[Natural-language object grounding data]
● ● ● ● ● ● ●
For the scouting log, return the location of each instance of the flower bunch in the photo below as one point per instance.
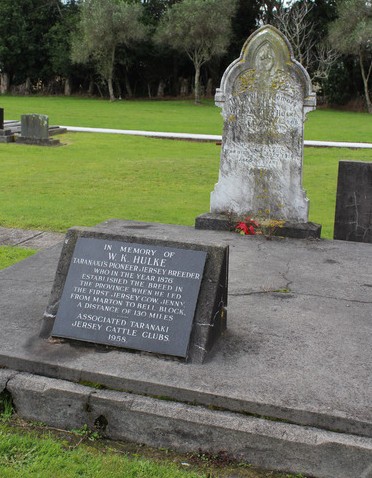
(247, 227)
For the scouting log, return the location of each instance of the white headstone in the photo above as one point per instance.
(264, 95)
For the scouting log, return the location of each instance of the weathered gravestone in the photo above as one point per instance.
(5, 135)
(264, 95)
(35, 130)
(145, 294)
(353, 218)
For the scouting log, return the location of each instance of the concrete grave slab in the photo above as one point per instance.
(297, 350)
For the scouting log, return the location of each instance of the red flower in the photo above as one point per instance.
(247, 227)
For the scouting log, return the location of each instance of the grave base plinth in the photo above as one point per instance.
(225, 222)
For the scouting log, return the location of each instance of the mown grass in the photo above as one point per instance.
(95, 177)
(35, 451)
(11, 255)
(173, 116)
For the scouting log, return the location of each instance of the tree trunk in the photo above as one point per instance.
(128, 87)
(111, 89)
(365, 76)
(197, 84)
(4, 83)
(67, 88)
(91, 87)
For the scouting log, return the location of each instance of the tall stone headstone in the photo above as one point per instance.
(353, 218)
(264, 95)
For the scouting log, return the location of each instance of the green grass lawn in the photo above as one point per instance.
(173, 116)
(35, 451)
(94, 177)
(11, 255)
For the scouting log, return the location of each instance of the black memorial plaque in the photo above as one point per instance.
(137, 296)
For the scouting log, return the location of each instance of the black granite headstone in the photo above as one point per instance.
(353, 218)
(155, 296)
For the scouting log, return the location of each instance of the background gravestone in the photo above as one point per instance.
(264, 95)
(5, 135)
(353, 218)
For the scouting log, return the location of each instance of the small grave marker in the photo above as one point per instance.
(35, 130)
(5, 135)
(353, 218)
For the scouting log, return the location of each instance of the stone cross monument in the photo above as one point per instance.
(264, 95)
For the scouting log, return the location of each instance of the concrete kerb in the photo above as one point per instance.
(186, 428)
(299, 357)
(206, 137)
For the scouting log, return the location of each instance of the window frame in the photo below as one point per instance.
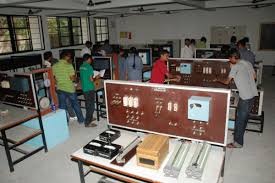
(12, 31)
(70, 31)
(95, 29)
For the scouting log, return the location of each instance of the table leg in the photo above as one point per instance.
(97, 108)
(81, 172)
(6, 145)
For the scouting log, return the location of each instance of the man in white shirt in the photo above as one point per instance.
(186, 51)
(87, 49)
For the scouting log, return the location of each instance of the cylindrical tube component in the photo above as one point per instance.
(125, 101)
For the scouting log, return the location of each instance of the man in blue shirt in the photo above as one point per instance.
(134, 66)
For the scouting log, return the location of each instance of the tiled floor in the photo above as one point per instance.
(255, 163)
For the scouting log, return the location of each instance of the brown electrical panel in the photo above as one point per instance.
(200, 72)
(190, 112)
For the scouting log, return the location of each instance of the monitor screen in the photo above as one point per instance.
(103, 63)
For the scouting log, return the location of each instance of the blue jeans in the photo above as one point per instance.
(72, 97)
(243, 110)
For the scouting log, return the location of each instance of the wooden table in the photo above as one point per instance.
(16, 116)
(133, 173)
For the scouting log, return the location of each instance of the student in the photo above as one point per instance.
(65, 76)
(202, 43)
(121, 65)
(88, 87)
(186, 51)
(48, 59)
(160, 71)
(246, 54)
(87, 49)
(244, 76)
(193, 46)
(134, 66)
(233, 41)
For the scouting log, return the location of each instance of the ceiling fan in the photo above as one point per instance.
(24, 2)
(141, 9)
(92, 3)
(32, 12)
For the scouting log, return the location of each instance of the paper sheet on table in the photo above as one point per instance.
(100, 73)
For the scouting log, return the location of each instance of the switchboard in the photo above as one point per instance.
(166, 108)
(200, 72)
(17, 89)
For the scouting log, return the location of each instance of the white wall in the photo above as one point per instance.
(194, 24)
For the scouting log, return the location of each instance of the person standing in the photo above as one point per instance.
(160, 71)
(244, 77)
(186, 51)
(245, 54)
(121, 65)
(134, 66)
(87, 49)
(65, 76)
(88, 87)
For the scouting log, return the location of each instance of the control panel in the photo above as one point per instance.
(200, 72)
(184, 111)
(17, 89)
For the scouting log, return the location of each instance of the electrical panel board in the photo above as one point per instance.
(165, 109)
(200, 72)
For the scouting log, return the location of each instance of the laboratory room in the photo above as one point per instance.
(110, 91)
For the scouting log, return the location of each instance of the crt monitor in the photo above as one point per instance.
(103, 63)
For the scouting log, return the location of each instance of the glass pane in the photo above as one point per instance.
(4, 35)
(77, 40)
(65, 41)
(19, 22)
(98, 37)
(64, 31)
(3, 22)
(54, 40)
(52, 25)
(5, 47)
(22, 34)
(63, 22)
(76, 22)
(23, 45)
(98, 30)
(103, 22)
(76, 31)
(104, 30)
(104, 37)
(97, 22)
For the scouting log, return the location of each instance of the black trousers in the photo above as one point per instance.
(89, 105)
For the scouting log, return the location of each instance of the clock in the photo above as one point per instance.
(44, 102)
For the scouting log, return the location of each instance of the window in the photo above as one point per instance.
(67, 31)
(101, 29)
(20, 34)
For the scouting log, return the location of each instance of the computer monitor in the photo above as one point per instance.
(103, 63)
(146, 56)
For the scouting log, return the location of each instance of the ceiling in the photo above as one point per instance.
(130, 7)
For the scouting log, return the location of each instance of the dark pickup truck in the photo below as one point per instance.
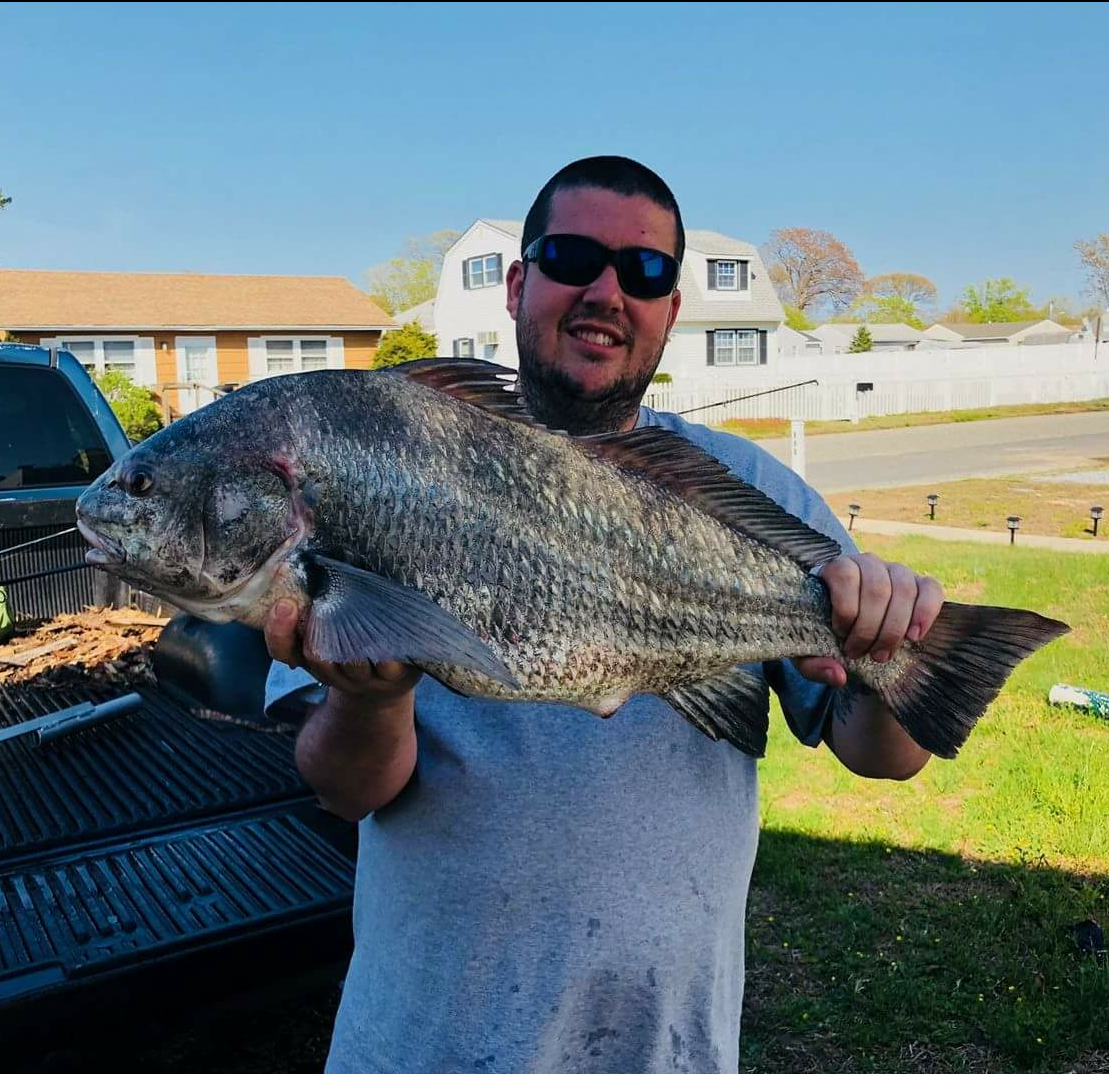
(159, 862)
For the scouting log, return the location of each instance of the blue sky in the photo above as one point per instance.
(960, 141)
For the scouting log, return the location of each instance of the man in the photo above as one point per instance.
(539, 890)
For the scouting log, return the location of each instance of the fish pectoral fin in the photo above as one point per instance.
(357, 616)
(734, 706)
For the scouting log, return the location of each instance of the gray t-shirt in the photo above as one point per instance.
(553, 892)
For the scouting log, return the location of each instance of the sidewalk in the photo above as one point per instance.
(1097, 547)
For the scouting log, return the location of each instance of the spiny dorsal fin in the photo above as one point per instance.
(668, 459)
(658, 455)
(482, 384)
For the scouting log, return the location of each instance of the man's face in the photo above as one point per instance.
(572, 377)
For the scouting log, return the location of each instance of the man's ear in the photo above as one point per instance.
(515, 287)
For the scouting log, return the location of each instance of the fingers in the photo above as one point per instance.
(822, 669)
(877, 605)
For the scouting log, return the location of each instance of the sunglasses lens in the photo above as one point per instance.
(577, 261)
(571, 260)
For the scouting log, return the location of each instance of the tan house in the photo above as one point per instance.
(186, 334)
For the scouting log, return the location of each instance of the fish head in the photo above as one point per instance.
(193, 522)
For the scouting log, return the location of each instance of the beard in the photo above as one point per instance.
(558, 403)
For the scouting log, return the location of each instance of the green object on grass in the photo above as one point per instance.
(7, 627)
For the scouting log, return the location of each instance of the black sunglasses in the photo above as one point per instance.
(577, 261)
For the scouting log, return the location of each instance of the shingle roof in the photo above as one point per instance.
(1000, 330)
(879, 333)
(31, 299)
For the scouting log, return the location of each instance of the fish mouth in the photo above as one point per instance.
(104, 551)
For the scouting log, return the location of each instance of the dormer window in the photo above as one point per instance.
(728, 274)
(481, 272)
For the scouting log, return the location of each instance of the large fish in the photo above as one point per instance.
(420, 514)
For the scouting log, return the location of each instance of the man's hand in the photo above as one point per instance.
(378, 684)
(875, 607)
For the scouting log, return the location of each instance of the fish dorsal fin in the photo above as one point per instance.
(482, 384)
(670, 460)
(663, 457)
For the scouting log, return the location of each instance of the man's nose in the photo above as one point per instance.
(606, 291)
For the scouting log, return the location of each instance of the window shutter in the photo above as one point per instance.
(255, 358)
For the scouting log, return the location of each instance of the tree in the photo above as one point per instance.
(405, 344)
(1095, 259)
(796, 320)
(911, 286)
(410, 279)
(135, 406)
(997, 301)
(862, 341)
(812, 267)
(885, 310)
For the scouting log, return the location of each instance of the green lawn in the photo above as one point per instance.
(923, 926)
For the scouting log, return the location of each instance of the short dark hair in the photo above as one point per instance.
(618, 174)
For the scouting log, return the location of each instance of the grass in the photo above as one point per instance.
(924, 926)
(763, 428)
(1052, 508)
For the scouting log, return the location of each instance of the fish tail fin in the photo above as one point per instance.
(957, 669)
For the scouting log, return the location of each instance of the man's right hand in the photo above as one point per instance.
(377, 684)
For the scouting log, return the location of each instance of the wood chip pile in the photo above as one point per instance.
(111, 646)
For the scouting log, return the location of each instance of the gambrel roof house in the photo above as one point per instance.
(201, 330)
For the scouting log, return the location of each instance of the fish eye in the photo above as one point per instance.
(138, 482)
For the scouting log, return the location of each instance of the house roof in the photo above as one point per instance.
(1001, 330)
(31, 299)
(879, 333)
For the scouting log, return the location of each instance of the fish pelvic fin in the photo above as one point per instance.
(957, 670)
(734, 706)
(358, 616)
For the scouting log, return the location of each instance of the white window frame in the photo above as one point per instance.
(297, 361)
(482, 267)
(100, 363)
(734, 346)
(734, 285)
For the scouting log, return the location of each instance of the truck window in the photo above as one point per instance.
(47, 436)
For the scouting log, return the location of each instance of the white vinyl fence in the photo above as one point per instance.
(896, 382)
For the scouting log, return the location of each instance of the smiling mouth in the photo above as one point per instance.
(104, 550)
(596, 337)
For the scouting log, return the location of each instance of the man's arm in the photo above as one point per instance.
(875, 607)
(357, 749)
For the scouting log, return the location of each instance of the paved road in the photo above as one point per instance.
(843, 462)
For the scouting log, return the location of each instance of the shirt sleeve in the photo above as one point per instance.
(284, 682)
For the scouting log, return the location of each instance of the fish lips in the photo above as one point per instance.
(104, 551)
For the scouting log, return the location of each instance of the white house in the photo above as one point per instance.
(728, 322)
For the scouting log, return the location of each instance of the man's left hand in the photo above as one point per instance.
(875, 607)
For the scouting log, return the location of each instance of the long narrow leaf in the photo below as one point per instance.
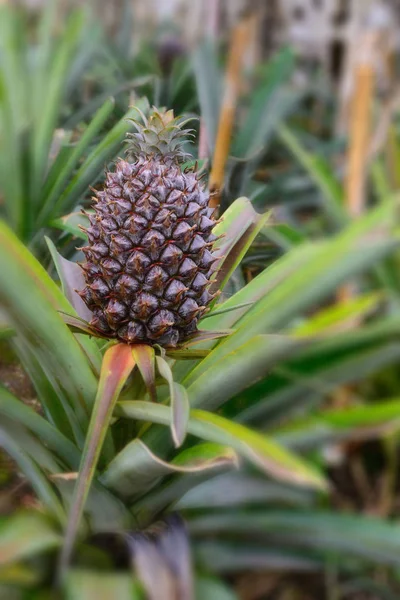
(117, 365)
(259, 449)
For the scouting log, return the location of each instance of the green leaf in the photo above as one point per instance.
(136, 468)
(47, 117)
(70, 224)
(321, 173)
(339, 315)
(71, 277)
(240, 225)
(15, 409)
(96, 585)
(180, 407)
(12, 440)
(208, 80)
(63, 175)
(336, 535)
(238, 488)
(368, 421)
(220, 311)
(269, 104)
(144, 357)
(349, 253)
(117, 365)
(24, 535)
(227, 558)
(89, 171)
(258, 449)
(240, 368)
(30, 300)
(207, 588)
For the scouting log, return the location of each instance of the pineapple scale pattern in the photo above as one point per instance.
(149, 259)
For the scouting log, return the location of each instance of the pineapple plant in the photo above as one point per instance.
(186, 416)
(149, 260)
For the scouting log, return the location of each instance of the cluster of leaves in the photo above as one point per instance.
(275, 366)
(245, 459)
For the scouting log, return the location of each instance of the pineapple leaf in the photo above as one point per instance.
(258, 449)
(30, 304)
(71, 278)
(136, 468)
(144, 357)
(26, 534)
(72, 224)
(221, 311)
(68, 167)
(11, 407)
(12, 440)
(180, 407)
(240, 225)
(81, 584)
(118, 363)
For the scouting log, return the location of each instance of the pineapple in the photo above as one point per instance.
(149, 260)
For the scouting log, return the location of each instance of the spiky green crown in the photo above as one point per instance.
(161, 134)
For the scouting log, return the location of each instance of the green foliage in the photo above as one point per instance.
(279, 360)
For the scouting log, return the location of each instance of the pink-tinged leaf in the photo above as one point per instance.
(204, 336)
(239, 227)
(179, 403)
(264, 452)
(80, 326)
(145, 359)
(72, 279)
(118, 363)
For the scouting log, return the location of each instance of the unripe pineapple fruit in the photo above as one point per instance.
(149, 259)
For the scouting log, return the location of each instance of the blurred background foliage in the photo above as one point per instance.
(310, 131)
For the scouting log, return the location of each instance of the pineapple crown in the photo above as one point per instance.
(161, 134)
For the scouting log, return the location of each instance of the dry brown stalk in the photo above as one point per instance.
(239, 42)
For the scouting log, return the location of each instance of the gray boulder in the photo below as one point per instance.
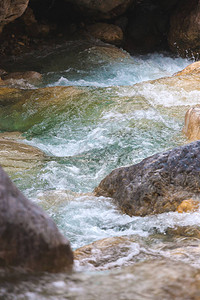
(157, 184)
(28, 237)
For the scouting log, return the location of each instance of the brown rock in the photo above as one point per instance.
(28, 237)
(30, 76)
(192, 69)
(103, 8)
(184, 34)
(189, 205)
(108, 33)
(192, 123)
(34, 104)
(106, 253)
(11, 9)
(16, 156)
(2, 72)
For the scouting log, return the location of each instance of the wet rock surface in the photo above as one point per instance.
(157, 184)
(176, 244)
(15, 156)
(10, 10)
(192, 123)
(35, 104)
(28, 237)
(184, 34)
(108, 33)
(103, 9)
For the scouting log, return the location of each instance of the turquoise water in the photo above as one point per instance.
(112, 123)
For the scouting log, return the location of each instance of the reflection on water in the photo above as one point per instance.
(105, 126)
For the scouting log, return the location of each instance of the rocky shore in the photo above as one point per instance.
(136, 25)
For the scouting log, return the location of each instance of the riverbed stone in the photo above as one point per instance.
(102, 9)
(184, 33)
(108, 33)
(34, 104)
(157, 184)
(192, 123)
(28, 237)
(191, 69)
(16, 156)
(10, 10)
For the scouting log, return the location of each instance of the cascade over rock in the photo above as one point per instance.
(28, 237)
(157, 184)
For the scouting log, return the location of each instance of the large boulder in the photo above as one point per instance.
(108, 33)
(157, 184)
(184, 33)
(103, 8)
(28, 237)
(10, 10)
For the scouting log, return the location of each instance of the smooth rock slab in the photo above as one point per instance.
(157, 184)
(28, 237)
(192, 123)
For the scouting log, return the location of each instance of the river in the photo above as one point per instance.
(118, 120)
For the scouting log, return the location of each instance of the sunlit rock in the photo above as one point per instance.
(186, 231)
(102, 9)
(35, 105)
(157, 184)
(189, 205)
(192, 123)
(15, 156)
(28, 237)
(108, 253)
(29, 76)
(108, 33)
(193, 68)
(10, 10)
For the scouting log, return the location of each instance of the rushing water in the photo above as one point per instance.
(111, 124)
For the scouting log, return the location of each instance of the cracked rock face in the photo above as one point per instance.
(10, 10)
(157, 184)
(184, 33)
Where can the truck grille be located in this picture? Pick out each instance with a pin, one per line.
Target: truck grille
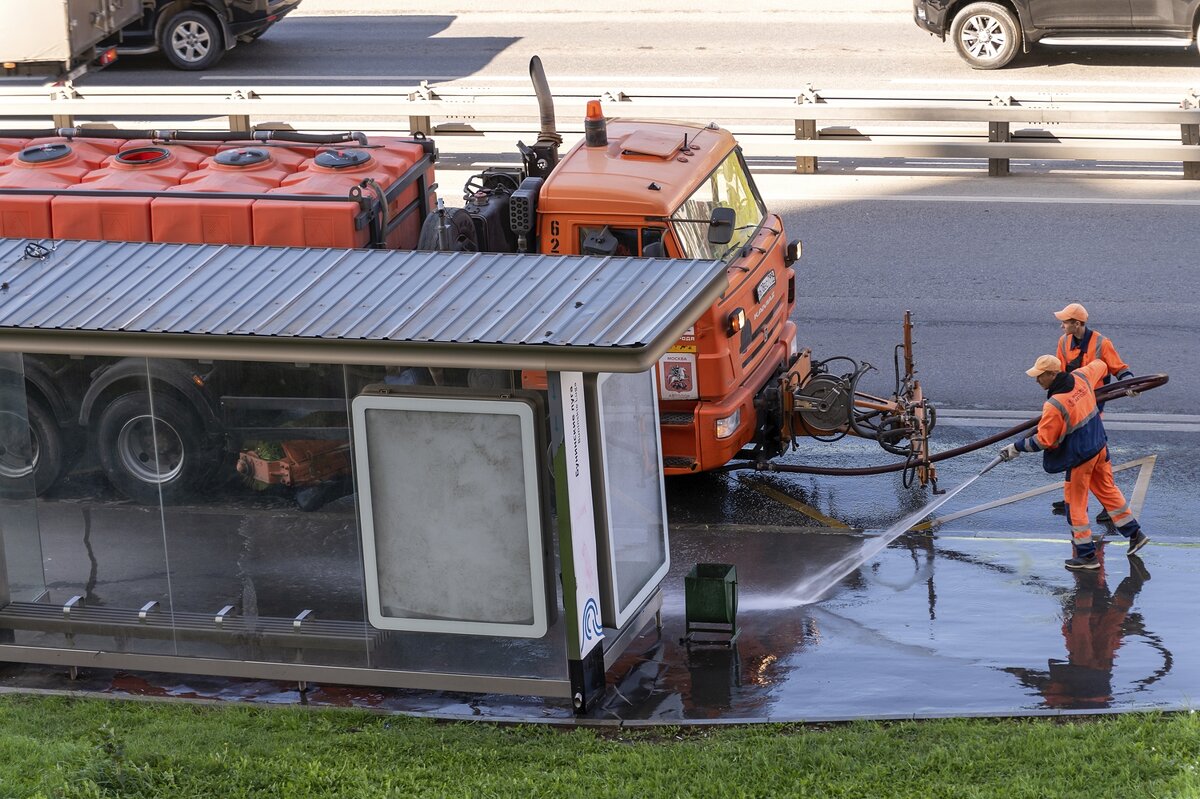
(677, 419)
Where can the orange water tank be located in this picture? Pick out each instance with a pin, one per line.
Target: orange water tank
(90, 150)
(117, 217)
(249, 172)
(9, 146)
(48, 166)
(334, 173)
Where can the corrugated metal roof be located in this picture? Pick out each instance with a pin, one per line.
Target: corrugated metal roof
(486, 301)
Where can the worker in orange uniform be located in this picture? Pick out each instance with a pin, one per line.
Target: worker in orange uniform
(1071, 437)
(1079, 346)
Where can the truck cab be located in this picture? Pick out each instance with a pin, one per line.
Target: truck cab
(651, 190)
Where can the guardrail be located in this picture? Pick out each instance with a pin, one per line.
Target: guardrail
(808, 125)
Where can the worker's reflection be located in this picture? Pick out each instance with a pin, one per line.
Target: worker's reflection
(1095, 623)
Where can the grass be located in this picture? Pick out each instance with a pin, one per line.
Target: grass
(63, 748)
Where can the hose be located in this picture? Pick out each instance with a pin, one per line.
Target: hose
(1104, 394)
(191, 136)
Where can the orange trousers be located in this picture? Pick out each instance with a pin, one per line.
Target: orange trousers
(1093, 476)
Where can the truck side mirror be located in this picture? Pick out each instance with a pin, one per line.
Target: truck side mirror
(720, 227)
(600, 244)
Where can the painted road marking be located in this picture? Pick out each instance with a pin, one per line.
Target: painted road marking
(480, 79)
(993, 198)
(1145, 468)
(1163, 422)
(795, 504)
(977, 82)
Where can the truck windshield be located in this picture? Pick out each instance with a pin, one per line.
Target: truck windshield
(730, 186)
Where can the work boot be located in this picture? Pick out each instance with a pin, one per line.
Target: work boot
(1138, 569)
(1077, 564)
(1137, 541)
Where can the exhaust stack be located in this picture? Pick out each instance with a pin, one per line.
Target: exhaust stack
● ● ● ● ● ● ●
DESCRIPTION OF THE TASK
Which lines of the records contain the word "stack"? Copy each of them.

RESPONSE TO THIS TASK
Where can the exhaust stack be located in this picture? Pick out each instance with a pin, one per line.
Target: exhaust stack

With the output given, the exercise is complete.